Extracted data entries
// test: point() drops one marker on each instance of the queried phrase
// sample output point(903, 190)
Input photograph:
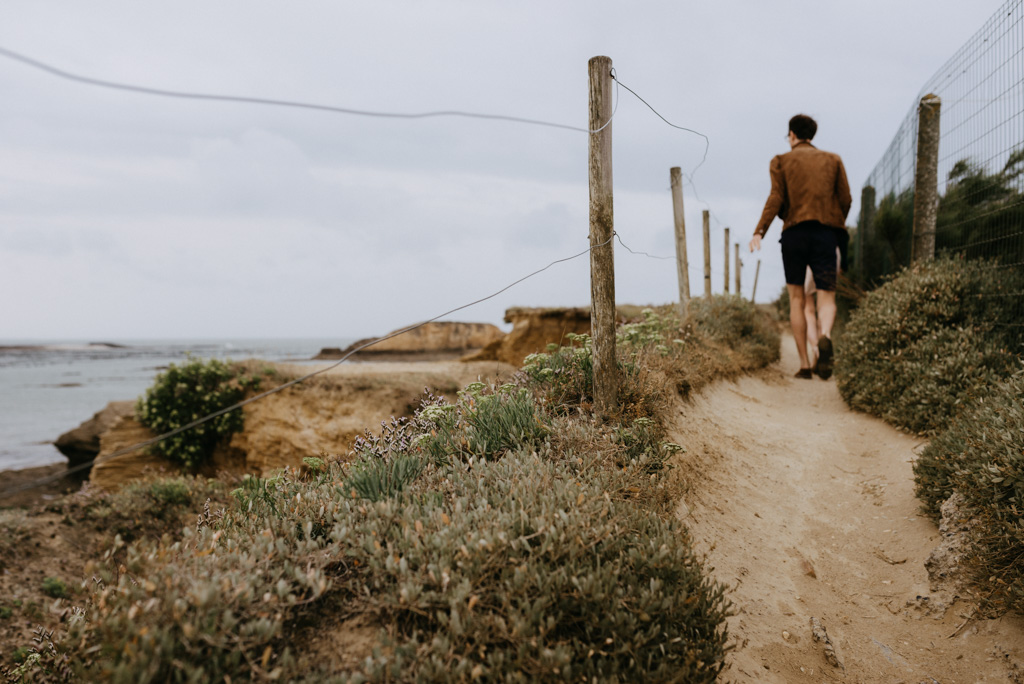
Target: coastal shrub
point(981, 456)
point(186, 392)
point(497, 569)
point(55, 588)
point(153, 506)
point(483, 423)
point(375, 478)
point(528, 573)
point(927, 342)
point(738, 325)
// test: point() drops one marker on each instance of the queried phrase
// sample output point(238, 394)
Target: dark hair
point(803, 126)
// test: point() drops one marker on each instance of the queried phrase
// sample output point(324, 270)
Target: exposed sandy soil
point(806, 510)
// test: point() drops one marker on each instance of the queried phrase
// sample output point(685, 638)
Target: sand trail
point(807, 511)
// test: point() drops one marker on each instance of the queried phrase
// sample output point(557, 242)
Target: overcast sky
point(125, 215)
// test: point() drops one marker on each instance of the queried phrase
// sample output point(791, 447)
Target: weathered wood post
point(707, 217)
point(602, 267)
point(739, 266)
point(682, 263)
point(926, 179)
point(864, 229)
point(726, 289)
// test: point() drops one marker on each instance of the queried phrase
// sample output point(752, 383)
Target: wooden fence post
point(864, 229)
point(738, 265)
point(682, 263)
point(602, 267)
point(926, 179)
point(707, 217)
point(726, 289)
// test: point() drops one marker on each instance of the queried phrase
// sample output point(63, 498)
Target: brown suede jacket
point(807, 184)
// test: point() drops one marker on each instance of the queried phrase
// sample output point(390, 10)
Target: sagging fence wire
point(980, 213)
point(88, 80)
point(205, 419)
point(10, 54)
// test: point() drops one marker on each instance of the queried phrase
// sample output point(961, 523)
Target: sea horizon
point(51, 385)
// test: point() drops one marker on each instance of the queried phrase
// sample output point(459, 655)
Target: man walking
point(810, 194)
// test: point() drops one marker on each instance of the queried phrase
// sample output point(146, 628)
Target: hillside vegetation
point(505, 536)
point(935, 350)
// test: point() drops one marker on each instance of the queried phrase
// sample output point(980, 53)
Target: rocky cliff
point(532, 330)
point(433, 340)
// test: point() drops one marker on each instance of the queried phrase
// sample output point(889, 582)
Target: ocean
point(48, 387)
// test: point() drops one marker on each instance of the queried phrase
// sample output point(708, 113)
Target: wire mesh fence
point(980, 166)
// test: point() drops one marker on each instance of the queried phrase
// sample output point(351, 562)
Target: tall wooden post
point(682, 262)
point(726, 289)
point(739, 265)
point(707, 221)
point(602, 267)
point(926, 179)
point(864, 229)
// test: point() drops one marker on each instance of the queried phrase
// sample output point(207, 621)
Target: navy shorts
point(810, 244)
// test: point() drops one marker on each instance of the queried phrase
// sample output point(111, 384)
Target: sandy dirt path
point(806, 510)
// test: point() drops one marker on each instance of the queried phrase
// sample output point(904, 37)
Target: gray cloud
point(232, 219)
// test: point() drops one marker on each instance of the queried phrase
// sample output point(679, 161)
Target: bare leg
point(812, 328)
point(798, 323)
point(826, 311)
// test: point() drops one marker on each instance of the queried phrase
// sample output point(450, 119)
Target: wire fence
point(336, 110)
point(980, 165)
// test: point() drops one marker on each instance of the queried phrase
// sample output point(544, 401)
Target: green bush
point(184, 393)
point(55, 588)
point(375, 479)
point(529, 574)
point(739, 325)
point(981, 456)
point(502, 569)
point(925, 343)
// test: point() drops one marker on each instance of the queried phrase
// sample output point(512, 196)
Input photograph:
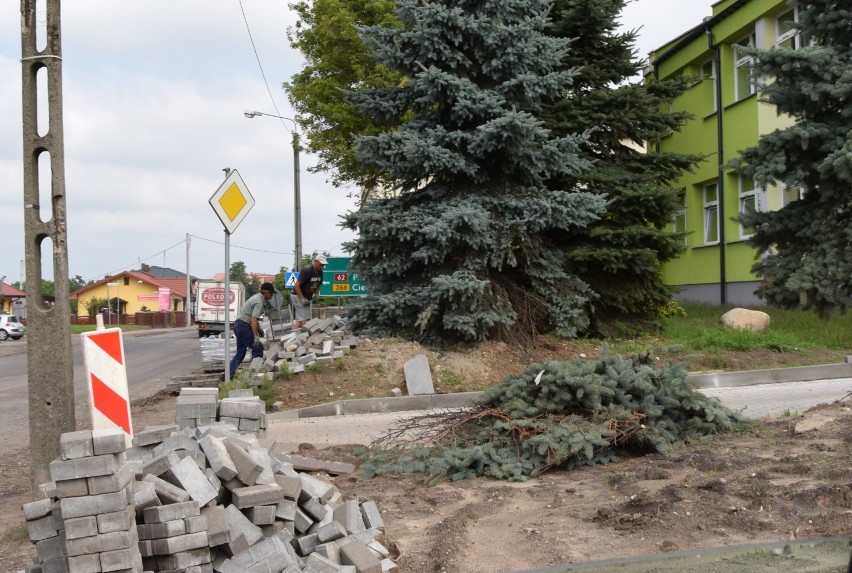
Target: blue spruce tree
point(805, 249)
point(463, 250)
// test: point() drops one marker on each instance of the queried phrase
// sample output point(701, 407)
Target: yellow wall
point(133, 296)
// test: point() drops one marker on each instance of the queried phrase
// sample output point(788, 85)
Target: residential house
point(727, 117)
point(130, 292)
point(9, 295)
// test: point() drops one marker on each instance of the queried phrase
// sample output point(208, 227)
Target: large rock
point(745, 319)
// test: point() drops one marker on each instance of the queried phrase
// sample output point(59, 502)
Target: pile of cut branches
point(553, 415)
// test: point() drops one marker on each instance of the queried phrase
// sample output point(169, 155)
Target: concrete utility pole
point(49, 366)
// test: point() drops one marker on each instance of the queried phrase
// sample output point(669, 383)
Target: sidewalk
point(361, 421)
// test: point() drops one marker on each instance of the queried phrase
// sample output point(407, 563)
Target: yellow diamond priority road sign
point(232, 201)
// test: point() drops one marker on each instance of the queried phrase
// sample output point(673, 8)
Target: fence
point(152, 319)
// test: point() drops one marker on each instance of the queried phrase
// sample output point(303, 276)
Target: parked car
point(10, 327)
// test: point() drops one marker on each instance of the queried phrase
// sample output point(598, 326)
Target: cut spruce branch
point(556, 415)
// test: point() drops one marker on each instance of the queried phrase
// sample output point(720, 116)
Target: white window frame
point(680, 216)
point(795, 34)
point(711, 214)
point(744, 62)
point(800, 192)
point(750, 197)
point(712, 77)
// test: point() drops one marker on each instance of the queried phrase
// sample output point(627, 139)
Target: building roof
point(261, 277)
point(177, 286)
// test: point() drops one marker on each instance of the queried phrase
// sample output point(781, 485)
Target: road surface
point(153, 356)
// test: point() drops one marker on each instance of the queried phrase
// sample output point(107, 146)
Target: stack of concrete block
point(196, 407)
point(174, 537)
point(319, 341)
point(91, 507)
point(247, 413)
point(205, 499)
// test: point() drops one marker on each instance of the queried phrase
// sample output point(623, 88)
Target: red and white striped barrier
point(106, 375)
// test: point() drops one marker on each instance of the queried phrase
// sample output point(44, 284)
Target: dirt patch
point(767, 483)
point(764, 484)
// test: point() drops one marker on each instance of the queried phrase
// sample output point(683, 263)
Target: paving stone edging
point(459, 400)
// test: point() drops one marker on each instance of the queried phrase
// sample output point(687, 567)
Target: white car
point(10, 327)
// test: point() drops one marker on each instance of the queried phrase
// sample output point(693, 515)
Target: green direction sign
point(338, 280)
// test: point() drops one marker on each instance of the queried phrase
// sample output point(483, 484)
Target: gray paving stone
point(85, 563)
point(85, 467)
point(100, 543)
point(72, 507)
point(154, 434)
point(37, 509)
point(217, 525)
point(371, 515)
point(78, 527)
point(180, 543)
point(247, 469)
point(76, 445)
point(120, 560)
point(116, 520)
point(261, 514)
point(171, 512)
point(109, 441)
point(240, 526)
point(359, 555)
point(263, 494)
point(193, 481)
point(348, 514)
point(160, 530)
point(166, 491)
point(111, 483)
point(418, 377)
point(51, 548)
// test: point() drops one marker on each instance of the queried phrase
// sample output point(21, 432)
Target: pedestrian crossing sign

[AIM OF THE TASK] Look back at the entries above. Retype the line with "Target: road surface", the line with "output point(687, 567)", and all lines in between.

[RESPONSE TO THE EXERCISE]
Target: road surface
point(153, 356)
// test: point() drops one marker on each instance of the queried phrase
// sample output point(107, 146)
Target: stack of concrete block
point(196, 407)
point(174, 537)
point(319, 341)
point(91, 507)
point(247, 413)
point(205, 499)
// test: point() drops one marker on each instance of the queried phrase
// sample output point(623, 88)
Target: red and white striped barrier
point(106, 375)
// test: point() drops one marker on each instance of the queried phrase
// sample output point(44, 284)
Target: dirt patch
point(767, 483)
point(764, 484)
// test: point() drops one marker on each instance of the queried phrase
// sample output point(683, 263)
Target: paving stone edging
point(459, 400)
// test: point() drops one marker on each instance of the queried phrase
// sample output point(687, 567)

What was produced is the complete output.